* Consigna 1 *
Nombra todos los lugares geográficos que aparecen en el fragmento sobre Odoacro y la caída del poder romano en Italia.

===== Fragmento del documento

Odoacro fue el primer bárbaro que reinó en Italia, sobre un pueblo que una vez había impuesto su justa supremacía sobre el resto de la humanidad. La desgracia de los romanos aún excita nuestra respetuosa compasión, y simpatizamos profundamente con la pena e indignación imaginarias de su posteridad corrompida. Pero las calamidades de Italia habían ido atenuando la orgullosa conciencia de su libertad y gloria. En la época de la virtud romana, las provincias estaban subordinadas a las armas de la república y los ciudadanos a sus leyes, hasta que las discordias civiles alteraron las leyes y tanto la ciudad como las provincias se transformaron en la propiedad servil de un tirano. Las formalidades de la constitución, que mitigaban o encubrían su esclavitud abyecta, desaparecieron con el tiempo y la violencia; los italianos lamentaban alternadamente la presencia o la ausencia de los soberanos a quienes detestaban o menospreciaban; y cinco siglos sucesivos causaron los males diversos del desenfreno militar, el despotismo caprichoso y la opresión elaborada. Durante el mismo período, los bárbaros salieron de su oscuridad y menosprecio, y los guerreros de Germania y Escitia se internaron en las provincias como sirvientes, aliados, y finalmente amos de los romanos, a quienes insultaban o protegían. El odio del pueblo fue sofocado por el miedo; respetaron el ánimo y el esplendor de los jefes marciales investidos con los honores del Imperio; y hacía ya tiempo que el destino de Roma dependía de la espada de aquellos formidables extranjeros. El adusto Ricimero, que holló las ruinas de Italia, había ejercido el poder de un rey sin asumir ese título; y los sufridos romanos se habían ido preparando, imperceptiblemente, para reconocer la realeza de Odoacro y de sus sucesores bárbaros.

==========

* Consigna 2 *
Enumera cada línea de los registros que contenga la palabra "pink".

===== Material de entrada

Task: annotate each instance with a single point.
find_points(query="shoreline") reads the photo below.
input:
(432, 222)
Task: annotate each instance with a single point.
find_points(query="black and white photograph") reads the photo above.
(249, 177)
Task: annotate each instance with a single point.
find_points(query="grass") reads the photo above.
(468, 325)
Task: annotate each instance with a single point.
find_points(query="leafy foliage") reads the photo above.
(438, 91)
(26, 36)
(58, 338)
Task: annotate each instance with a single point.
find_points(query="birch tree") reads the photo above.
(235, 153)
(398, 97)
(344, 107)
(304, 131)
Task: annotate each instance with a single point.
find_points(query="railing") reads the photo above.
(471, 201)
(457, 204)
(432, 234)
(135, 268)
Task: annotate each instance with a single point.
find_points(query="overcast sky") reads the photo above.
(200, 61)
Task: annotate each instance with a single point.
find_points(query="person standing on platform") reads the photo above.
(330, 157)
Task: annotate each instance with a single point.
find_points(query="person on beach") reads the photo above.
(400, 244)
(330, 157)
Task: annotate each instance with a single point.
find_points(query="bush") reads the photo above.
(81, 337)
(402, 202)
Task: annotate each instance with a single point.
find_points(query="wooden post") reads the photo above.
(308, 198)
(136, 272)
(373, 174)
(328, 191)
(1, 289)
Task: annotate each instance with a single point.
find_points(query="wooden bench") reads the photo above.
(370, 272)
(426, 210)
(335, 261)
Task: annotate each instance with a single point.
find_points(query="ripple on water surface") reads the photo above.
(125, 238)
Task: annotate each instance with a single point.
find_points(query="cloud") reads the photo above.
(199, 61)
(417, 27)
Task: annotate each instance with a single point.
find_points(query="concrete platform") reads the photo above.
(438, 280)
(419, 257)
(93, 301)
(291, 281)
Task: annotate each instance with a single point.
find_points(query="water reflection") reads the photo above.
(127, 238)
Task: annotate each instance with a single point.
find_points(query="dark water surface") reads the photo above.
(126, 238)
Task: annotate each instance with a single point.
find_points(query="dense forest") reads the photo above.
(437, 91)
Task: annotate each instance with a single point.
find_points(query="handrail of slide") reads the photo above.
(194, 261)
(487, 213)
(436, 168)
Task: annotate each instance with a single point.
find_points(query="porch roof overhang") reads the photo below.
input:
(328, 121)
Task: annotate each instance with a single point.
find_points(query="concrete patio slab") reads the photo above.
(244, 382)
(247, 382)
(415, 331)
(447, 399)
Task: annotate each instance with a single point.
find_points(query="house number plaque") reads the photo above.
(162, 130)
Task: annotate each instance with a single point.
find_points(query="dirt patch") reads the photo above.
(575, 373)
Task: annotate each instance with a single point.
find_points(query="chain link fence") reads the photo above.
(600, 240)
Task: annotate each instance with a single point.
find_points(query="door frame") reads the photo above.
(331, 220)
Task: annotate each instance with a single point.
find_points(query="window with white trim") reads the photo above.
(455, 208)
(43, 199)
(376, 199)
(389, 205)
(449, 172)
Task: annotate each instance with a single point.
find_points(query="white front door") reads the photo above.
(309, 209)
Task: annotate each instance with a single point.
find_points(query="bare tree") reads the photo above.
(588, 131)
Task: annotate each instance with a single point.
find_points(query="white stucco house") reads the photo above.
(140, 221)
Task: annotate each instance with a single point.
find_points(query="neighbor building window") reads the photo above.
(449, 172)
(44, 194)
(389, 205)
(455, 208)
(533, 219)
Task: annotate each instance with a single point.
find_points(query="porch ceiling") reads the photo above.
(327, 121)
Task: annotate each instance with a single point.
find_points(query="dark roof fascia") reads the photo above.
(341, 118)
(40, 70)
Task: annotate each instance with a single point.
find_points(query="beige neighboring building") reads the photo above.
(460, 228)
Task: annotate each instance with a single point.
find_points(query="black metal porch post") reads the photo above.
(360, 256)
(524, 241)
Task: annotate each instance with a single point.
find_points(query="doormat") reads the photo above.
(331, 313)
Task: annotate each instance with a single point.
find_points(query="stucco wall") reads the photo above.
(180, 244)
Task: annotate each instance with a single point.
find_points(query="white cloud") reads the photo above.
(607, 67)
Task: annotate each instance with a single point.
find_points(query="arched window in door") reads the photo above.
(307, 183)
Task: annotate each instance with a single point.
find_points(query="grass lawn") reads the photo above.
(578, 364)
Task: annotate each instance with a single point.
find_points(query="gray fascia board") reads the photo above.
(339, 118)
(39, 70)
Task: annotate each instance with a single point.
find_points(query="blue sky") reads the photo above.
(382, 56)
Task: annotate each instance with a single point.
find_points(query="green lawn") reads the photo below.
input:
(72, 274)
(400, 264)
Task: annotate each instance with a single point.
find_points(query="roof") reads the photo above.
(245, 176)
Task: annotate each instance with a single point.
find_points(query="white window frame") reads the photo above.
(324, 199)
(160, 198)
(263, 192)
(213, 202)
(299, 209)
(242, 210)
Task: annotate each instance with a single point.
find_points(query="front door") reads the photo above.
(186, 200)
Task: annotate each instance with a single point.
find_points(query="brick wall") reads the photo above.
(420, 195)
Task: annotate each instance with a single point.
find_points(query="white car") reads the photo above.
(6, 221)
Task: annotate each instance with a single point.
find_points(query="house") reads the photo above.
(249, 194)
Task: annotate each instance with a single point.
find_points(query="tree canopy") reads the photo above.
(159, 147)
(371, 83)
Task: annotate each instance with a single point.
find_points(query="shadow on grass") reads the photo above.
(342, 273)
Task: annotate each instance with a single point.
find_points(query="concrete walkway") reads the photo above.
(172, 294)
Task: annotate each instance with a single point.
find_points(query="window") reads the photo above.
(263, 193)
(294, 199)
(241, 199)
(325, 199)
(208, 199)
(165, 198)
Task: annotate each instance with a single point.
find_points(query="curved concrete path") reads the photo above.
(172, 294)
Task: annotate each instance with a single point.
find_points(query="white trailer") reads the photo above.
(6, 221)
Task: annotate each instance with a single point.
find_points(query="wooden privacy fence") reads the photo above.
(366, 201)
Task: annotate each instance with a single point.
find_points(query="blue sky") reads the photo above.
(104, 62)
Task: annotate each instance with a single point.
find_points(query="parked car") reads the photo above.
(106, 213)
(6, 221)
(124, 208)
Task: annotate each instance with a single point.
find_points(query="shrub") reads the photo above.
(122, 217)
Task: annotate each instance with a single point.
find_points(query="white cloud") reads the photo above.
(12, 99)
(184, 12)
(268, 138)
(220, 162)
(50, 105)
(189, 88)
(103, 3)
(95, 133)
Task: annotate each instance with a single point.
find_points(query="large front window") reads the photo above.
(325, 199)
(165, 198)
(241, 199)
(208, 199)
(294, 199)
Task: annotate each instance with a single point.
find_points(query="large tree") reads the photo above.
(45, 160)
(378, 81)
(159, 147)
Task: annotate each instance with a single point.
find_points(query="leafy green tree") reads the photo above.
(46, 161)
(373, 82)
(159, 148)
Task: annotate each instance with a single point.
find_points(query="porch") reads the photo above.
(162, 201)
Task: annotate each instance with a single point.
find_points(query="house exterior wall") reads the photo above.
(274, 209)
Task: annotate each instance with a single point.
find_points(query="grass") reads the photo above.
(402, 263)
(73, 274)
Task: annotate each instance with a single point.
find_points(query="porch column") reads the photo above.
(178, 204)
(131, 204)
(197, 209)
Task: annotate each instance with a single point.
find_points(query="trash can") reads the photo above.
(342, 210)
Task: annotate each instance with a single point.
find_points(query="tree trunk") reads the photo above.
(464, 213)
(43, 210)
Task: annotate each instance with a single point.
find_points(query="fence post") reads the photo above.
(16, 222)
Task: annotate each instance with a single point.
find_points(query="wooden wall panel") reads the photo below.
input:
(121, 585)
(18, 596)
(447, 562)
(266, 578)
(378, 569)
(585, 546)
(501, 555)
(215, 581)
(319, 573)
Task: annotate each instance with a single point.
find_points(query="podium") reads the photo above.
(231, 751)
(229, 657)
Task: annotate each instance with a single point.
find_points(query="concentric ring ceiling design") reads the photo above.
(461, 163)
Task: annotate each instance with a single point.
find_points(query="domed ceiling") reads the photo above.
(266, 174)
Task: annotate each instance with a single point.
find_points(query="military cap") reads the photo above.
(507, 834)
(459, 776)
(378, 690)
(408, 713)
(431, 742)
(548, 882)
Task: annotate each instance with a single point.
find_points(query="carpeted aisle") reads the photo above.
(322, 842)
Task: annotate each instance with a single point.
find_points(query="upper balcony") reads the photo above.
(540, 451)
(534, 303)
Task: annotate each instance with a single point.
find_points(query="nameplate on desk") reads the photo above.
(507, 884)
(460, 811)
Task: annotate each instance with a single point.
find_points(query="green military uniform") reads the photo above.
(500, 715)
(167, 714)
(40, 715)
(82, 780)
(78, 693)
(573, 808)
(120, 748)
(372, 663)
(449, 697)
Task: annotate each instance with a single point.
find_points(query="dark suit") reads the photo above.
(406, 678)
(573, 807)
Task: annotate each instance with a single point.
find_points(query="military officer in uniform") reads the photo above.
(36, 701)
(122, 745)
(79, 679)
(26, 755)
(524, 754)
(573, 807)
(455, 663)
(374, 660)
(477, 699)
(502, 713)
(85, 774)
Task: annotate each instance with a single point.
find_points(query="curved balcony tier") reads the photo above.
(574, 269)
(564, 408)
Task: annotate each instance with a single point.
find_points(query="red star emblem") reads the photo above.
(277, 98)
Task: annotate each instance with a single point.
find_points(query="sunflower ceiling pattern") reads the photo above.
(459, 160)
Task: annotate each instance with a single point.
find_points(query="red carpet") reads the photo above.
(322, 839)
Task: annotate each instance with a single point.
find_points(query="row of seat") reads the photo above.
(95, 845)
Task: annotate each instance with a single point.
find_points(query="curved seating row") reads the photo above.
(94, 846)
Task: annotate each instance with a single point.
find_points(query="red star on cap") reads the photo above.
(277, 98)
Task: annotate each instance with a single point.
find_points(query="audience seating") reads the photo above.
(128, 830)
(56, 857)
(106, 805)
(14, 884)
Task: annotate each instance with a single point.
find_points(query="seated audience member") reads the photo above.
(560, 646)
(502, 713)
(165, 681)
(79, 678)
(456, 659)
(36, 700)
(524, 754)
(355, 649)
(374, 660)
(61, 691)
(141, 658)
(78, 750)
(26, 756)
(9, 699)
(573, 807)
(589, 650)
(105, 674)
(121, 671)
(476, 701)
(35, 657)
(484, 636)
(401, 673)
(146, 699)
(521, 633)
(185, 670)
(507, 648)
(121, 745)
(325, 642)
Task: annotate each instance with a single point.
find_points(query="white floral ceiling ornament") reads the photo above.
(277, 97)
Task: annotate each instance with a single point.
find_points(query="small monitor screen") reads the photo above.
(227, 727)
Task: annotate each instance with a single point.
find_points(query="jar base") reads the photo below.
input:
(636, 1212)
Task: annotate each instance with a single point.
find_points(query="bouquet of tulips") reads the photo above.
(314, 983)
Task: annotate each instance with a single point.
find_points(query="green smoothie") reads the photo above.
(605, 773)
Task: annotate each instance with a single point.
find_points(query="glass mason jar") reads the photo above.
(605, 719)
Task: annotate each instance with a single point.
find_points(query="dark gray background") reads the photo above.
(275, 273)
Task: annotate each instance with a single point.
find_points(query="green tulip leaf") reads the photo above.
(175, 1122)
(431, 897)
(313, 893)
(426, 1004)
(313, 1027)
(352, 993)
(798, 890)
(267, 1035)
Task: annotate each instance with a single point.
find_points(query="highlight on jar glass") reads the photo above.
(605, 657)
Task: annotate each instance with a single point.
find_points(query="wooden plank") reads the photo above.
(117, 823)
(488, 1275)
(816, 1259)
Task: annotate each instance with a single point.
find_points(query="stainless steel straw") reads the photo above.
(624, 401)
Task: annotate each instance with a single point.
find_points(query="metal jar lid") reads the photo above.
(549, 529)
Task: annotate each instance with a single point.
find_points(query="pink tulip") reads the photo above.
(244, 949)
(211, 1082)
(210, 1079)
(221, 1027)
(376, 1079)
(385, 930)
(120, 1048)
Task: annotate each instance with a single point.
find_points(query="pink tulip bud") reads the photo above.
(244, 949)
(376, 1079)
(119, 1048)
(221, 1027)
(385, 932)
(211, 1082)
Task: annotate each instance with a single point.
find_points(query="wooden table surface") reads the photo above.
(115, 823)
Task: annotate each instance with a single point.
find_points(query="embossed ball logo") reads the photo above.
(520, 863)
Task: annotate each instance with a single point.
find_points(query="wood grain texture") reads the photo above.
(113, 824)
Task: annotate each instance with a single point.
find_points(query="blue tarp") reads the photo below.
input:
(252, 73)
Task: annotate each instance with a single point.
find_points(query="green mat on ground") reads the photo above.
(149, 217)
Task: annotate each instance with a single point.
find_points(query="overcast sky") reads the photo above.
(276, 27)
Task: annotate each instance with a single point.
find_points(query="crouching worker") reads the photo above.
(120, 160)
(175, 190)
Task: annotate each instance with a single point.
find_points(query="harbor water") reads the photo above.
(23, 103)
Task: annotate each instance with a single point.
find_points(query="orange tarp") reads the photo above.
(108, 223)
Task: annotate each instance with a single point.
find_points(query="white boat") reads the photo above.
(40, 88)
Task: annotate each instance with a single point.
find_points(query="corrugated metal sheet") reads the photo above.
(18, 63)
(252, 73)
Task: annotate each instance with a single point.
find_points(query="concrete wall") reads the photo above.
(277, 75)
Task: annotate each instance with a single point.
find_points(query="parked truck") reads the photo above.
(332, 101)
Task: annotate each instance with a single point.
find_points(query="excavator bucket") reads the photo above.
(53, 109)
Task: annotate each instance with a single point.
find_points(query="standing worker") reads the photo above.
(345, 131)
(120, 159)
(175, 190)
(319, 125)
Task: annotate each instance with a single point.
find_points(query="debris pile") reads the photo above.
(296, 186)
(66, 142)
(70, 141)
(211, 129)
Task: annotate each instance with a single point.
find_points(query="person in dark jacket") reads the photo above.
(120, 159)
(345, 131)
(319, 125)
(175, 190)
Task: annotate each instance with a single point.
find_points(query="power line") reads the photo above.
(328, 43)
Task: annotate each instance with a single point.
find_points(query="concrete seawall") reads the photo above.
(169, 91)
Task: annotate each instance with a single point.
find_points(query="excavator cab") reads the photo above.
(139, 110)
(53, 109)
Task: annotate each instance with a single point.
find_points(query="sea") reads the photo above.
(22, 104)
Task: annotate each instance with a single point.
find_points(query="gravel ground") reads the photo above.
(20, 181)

==========

* Resultado 1 *
Italia, Germania, Escitia, Roma

* Resultado 2 *
find_points(query="pink tulip") reads the photo above.
find_points(query="pink tulip bud") reads the photo above.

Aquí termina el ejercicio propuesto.